• _SUPPLIED DATA_
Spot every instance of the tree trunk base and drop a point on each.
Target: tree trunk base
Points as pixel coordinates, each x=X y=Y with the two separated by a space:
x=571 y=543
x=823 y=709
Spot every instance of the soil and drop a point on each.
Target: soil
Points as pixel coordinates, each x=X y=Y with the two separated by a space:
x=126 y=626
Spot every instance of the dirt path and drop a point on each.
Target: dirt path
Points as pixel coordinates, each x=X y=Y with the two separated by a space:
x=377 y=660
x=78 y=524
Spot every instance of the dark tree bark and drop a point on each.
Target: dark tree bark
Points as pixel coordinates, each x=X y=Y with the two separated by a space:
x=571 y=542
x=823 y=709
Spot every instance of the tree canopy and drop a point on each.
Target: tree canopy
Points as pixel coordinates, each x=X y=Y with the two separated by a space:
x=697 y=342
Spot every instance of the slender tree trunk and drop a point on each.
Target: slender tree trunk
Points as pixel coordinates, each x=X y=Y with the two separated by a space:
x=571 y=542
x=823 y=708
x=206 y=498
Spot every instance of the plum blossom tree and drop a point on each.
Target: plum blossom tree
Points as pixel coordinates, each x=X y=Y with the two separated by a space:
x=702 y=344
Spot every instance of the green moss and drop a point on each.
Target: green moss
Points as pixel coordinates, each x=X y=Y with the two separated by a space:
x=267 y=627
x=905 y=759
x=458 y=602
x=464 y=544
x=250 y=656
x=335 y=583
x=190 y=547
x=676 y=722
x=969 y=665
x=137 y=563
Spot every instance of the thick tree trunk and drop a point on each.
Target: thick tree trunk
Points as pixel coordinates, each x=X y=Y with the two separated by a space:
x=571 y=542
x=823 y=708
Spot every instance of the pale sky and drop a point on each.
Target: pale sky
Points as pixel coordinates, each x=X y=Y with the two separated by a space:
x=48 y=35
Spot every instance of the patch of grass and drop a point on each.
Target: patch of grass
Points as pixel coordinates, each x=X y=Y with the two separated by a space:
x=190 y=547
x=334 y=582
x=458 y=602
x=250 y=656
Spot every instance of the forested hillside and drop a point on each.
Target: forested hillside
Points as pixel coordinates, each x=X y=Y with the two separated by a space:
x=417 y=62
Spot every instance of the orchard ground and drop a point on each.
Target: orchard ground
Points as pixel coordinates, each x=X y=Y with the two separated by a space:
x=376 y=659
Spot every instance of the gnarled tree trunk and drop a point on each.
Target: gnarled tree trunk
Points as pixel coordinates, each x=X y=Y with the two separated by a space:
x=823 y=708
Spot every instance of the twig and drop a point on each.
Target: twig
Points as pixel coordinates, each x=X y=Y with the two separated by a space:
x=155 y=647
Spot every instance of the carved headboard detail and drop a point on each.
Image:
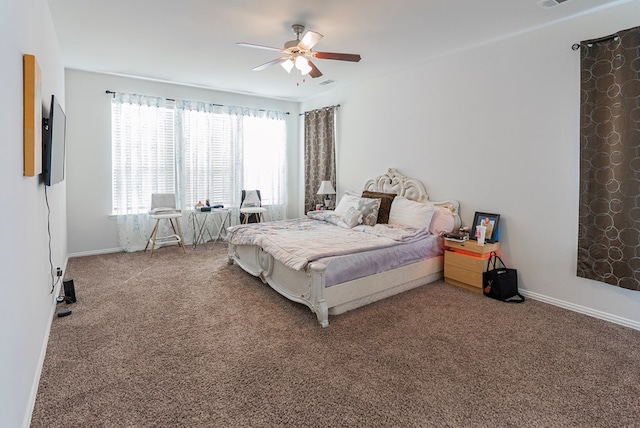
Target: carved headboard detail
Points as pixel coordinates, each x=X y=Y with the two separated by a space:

• _SET PROBLEM_
Put each line of the data above into a Markdown table with the columns Row and Line, numbering the rows in order and skipping blank lines. Leave the pictures out of the table.

• _THE RESULT_
| Row | Line |
|---|---|
| 1 | Spot every instance of the tree trunk base and drop a point on each. |
| 2 | Target: tree trunk base |
| 3 | Points as pixel coordinates, each x=X y=Y with the two separated by a space: |
| 4 | x=571 y=543 |
| 5 | x=823 y=709 |
| 6 | Spot every instance of the soil and drop a point on each. |
| 7 | Target: soil |
| 8 | Points as pixel coordinates, each x=X y=Y with the two separated by a space: |
| 9 | x=126 y=626 |
| 10 | Spot every instance of the dirt path and drop a point on each. |
| 11 | Target: dirt path |
| 12 | Points as pixel coordinates, each x=X y=Y with the two separated by a space: |
| 13 | x=377 y=660 |
| 14 | x=78 y=524 |
| 15 | Spot every instance of the dark tree bark and drop a point on each. |
| 16 | Target: dark tree bark |
| 17 | Points as pixel coordinates, each x=X y=Y with the two separated by a space: |
| 18 | x=571 y=542 |
| 19 | x=823 y=709 |
| 20 | Spot every instance of the tree canopy and drop a point on each. |
| 21 | Target: tree canopy |
| 22 | Points as pixel coordinates, each x=X y=Y with the two separated by a space: |
| 23 | x=697 y=342 |
| 24 | Spot every instance of the slender tree trunk and drop a point on each. |
| 25 | Target: slender tree trunk |
| 26 | Points as pixel coordinates, each x=X y=Y with the two separated by a space: |
| 27 | x=571 y=542 |
| 28 | x=823 y=708 |
| 29 | x=206 y=498 |
| 30 | Spot every instance of the plum blossom tree and drop a point on each. |
| 31 | Target: plum blossom tree |
| 32 | Points as pixel coordinates, each x=X y=Y with the two separated by a space: |
| 33 | x=702 y=344 |
| 34 | Spot every instance of the green moss and drop a point on each. |
| 35 | Target: green moss |
| 36 | Points as pixel coordinates, each x=X y=Y with the two separated by a space: |
| 37 | x=267 y=627 |
| 38 | x=905 y=759 |
| 39 | x=458 y=602 |
| 40 | x=464 y=544 |
| 41 | x=250 y=656 |
| 42 | x=335 y=583 |
| 43 | x=190 y=547 |
| 44 | x=676 y=722 |
| 45 | x=969 y=665 |
| 46 | x=137 y=563 |
| 47 | Spot every instance of the thick tree trunk and drop a point on each. |
| 48 | Target: thick tree trunk |
| 49 | Points as pixel coordinates, each x=X y=Y with the two separated by a space: |
| 50 | x=571 y=542 |
| 51 | x=823 y=708 |
| 52 | Spot every instance of the pale sky and drop a point on each. |
| 53 | Target: pale sky |
| 54 | Points as pixel coordinates, each x=X y=Y with the two separated by a space: |
| 55 | x=48 y=35 |
| 56 | Spot every instance of the patch of grass and drop a point on each. |
| 57 | Target: patch of grass |
| 58 | Points as pixel coordinates, each x=X y=Y with the two separated by a space: |
| 59 | x=190 y=547 |
| 60 | x=334 y=582 |
| 61 | x=458 y=602 |
| 62 | x=250 y=656 |
| 63 | Spot every instance of the forested hillside and drop a point on each. |
| 64 | Target: forested hillside |
| 65 | Points as pixel coordinates, each x=X y=Y with the two separated by a space: |
| 66 | x=417 y=62 |
| 67 | Spot every instance of the orchard ground and drop a point on each. |
| 68 | Target: orchard ground |
| 69 | Points as pixel coordinates, each x=X y=Y with the two separated by a space: |
| 70 | x=376 y=659 |
| 71 | Spot every instance of the gnarled tree trunk and drop a point on each. |
| 72 | Target: gnarled tree trunk |
| 73 | Points as pixel coordinates, each x=X y=Y with the two separated by a space: |
| 74 | x=823 y=708 |
| 75 | Spot every instance of the twig and drop a point on each. |
| 76 | Target: twig |
| 77 | Points as pixel coordinates, each x=X y=Y with the two separated by a space: |
| 78 | x=155 y=647 |
| 79 | Spot every instance of the carved headboard detail and drop a point on each. |
| 80 | Image: |
| 81 | Target: carved headboard detail |
| 82 | Points as pixel coordinates, each x=X y=Y with the two separated by a space: |